**Exercise objective:**
Return an exact copy of the entries, skipping any picture you find.

**Material for the task:**
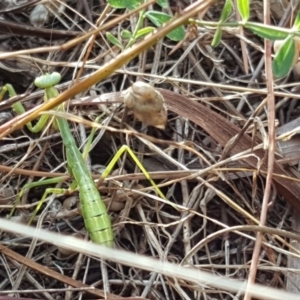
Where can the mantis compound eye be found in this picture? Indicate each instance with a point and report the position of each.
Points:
(147, 104)
(47, 80)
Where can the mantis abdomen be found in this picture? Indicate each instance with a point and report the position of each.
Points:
(96, 218)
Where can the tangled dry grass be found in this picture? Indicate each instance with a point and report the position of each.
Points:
(211, 183)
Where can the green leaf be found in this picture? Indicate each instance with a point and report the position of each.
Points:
(130, 4)
(144, 31)
(163, 3)
(126, 34)
(227, 8)
(265, 32)
(297, 21)
(159, 18)
(284, 58)
(244, 9)
(217, 37)
(114, 40)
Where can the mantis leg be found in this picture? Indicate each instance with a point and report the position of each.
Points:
(19, 109)
(139, 164)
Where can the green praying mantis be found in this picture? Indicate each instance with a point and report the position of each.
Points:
(95, 215)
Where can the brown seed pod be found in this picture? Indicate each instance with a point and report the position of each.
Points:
(147, 104)
(277, 45)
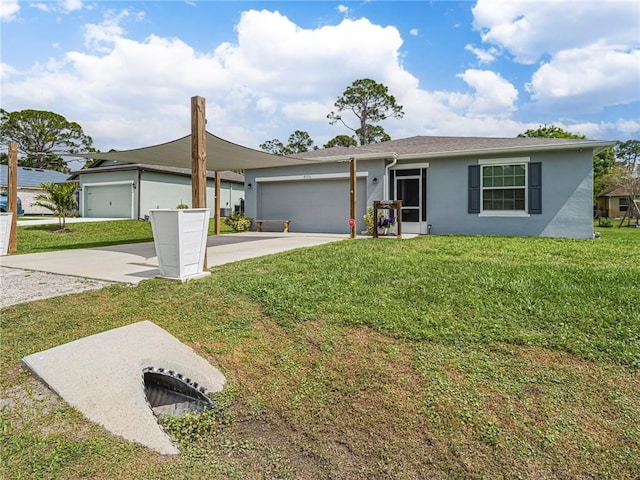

**The answer:**
Where can the mantis compound eye be found in this picture? Indicate each instance with a point and report the position of each.
Points:
(147, 104)
(47, 80)
Where can the mantis abdomen be found in this picture? Indicate each instance with a point and report the position of each.
Points:
(96, 218)
Where can the tangled dry grass be found in this picture? Indicate each instance with a point and report the position of each.
Points:
(211, 183)
Where can the green leaf be found in this picture? Indicate each instance with a point and report the position of each.
Points:
(130, 4)
(144, 31)
(163, 3)
(126, 34)
(227, 8)
(265, 32)
(297, 21)
(159, 18)
(284, 58)
(244, 9)
(217, 37)
(114, 40)
Where can the mantis leg be found in this picture? Indicate each instance with a point and report the position of each.
Points:
(19, 109)
(139, 164)
Where can the green praying mantis be found in this picture? Indicate each instance with a point and report the position of each.
Points:
(95, 215)
Where can the brown seed pod be found in this picture? Indicate each instance with a point and report the position of each.
Points:
(147, 104)
(277, 45)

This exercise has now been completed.